■ **Stated exercise**: Copy out all of the records below word for word, leaving out the picture.

■ **Material for this task**:
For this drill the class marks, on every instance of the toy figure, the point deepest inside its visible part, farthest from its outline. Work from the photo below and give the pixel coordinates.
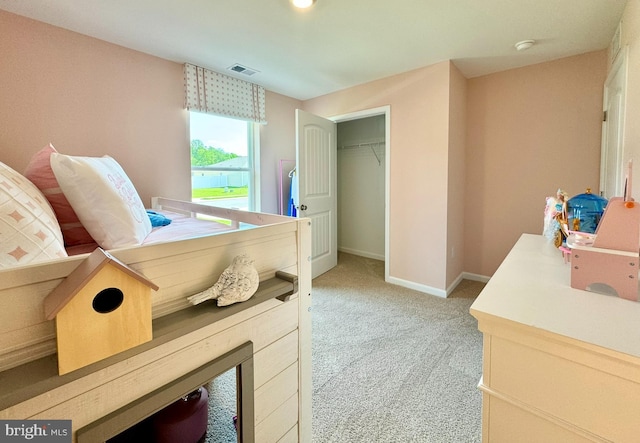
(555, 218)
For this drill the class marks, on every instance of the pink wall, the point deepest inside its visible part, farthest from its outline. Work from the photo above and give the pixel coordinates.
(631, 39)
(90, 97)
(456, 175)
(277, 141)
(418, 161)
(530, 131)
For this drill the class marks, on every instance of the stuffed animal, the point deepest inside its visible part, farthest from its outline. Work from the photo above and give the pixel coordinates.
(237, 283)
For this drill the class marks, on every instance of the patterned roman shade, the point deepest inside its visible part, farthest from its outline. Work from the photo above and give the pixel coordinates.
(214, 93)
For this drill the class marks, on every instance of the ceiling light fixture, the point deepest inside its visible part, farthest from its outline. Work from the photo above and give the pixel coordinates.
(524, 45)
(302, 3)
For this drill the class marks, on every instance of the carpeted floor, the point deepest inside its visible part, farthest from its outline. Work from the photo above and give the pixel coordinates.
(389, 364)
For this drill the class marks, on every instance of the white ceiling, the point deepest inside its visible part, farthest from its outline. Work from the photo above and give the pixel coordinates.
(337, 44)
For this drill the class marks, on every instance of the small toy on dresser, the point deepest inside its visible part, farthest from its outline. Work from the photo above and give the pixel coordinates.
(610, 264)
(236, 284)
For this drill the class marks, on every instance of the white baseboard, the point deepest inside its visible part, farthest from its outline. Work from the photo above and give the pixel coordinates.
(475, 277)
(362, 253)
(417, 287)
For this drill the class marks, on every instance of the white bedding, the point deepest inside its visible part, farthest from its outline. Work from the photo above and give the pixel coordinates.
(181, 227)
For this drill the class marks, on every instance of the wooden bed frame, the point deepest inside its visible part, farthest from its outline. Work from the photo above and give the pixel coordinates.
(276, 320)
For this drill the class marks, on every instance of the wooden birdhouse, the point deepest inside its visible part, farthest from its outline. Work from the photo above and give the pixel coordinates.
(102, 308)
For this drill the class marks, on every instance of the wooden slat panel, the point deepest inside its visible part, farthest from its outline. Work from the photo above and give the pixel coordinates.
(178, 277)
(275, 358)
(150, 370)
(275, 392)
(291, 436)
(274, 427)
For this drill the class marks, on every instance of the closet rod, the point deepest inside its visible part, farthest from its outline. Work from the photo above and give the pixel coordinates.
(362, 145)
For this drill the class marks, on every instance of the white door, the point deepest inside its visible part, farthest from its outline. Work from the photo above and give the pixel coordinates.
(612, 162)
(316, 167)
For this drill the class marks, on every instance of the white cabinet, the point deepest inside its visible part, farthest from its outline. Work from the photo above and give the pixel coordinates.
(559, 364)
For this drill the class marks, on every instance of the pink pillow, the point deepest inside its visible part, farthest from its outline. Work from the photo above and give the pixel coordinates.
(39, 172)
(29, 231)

■ **Solution to this task**:
For this drill the class marks, on every instance of the toy figure, the point deepest inside its visible part, farthest from its outline. Work from the photo below and give the pixel coordinates.
(555, 218)
For this drill the class marks, on every instance of the pink wall, the point deepest inside its visible part, farthest from its outline. Work from the photo above and give the pixel coordinates.
(631, 39)
(90, 97)
(456, 175)
(277, 141)
(418, 161)
(530, 131)
For this drill the class marks, on every instance of the stuffed animal, the point deepest inside its visible part, farthest from its outline. Work from the photo above and give the pixel coordinates.
(237, 283)
For this drill the class marks, on every instance of the patterned roman shade, the point deepest inside its visible part, farthest from its outline. Work from the photo above and give the pixel coordinates.
(214, 93)
For this drill the class marks, on every instance of the ceiling light fixture, the point deepest inside its visible part, farthest from its outline. Work from the photo above and give the pixel coordinates.
(524, 45)
(302, 3)
For this drill the class marks, on every instance of the carpeted floor, the point deepest inside its visible part, farthest from its outline. Work from the photo above and give the pixel coordinates.
(389, 364)
For this drill the class marks, on every instance of the white ceiling, the point deepest inside its visible part, farthest from its outline. Work from the photo above and give the pixel coordinates.
(337, 44)
For this drill the class marks, on every instance of the small toy on dresser, the point deepest inside its visible part, farthest from its outline. Work from the photo above and give the pixel coordinates.
(610, 264)
(236, 284)
For this drill the class marks, on every instance of the white baseboard, the point deepest inside its visible part, farthest from its outline. Work from the photo above and give the pixel coordinates.
(475, 277)
(362, 253)
(417, 287)
For this drill the class marks, on every instance of the white bedding, the point deepest inside its visible part, farthest from its outline. Work from the photo above and give the pixel coordinates.
(181, 227)
For this drill the class marks, on every instance of the wooden bed frame, the point deepest inside its visible part, farthest from its outline. Work from the photo above and give the pixel coordinates.
(276, 320)
For this drill the class marks, on every instance of the wooden birdhouse, the point deepest inside its visible part, farthest from its outline. Work from the photo above and give the pixel coordinates.
(102, 308)
For this drill the class marks, on every instance of the wooden slat panel, the point deepest inside its visible part, farthest from its outline. Work from the photo above and give the pixel coordinates.
(178, 277)
(275, 358)
(150, 370)
(275, 392)
(291, 436)
(274, 427)
For this drill the class marks, on every instance of the closet rod, the point deepest inside its visible part, farthest from its outline. Work from the photo above and give the pixel coordinates.
(362, 145)
For this drill the class marks, on every instance of the white door, the point deepest inside its visible part, farthest from its outline. Work from the photo above and give the pixel coordinates.
(612, 162)
(316, 167)
For this drill the class marks, on every instance of the white cabinet, the point deepest inside its visible part, farthest from its outline. Work from the photo above and give the pixel coordinates.
(559, 364)
For this drill the class marks, on every instance of the pink pillow, the point deepest inside its visible part, farthest from its outline. Work from the photo above and give the pixel coordinates.
(39, 172)
(29, 231)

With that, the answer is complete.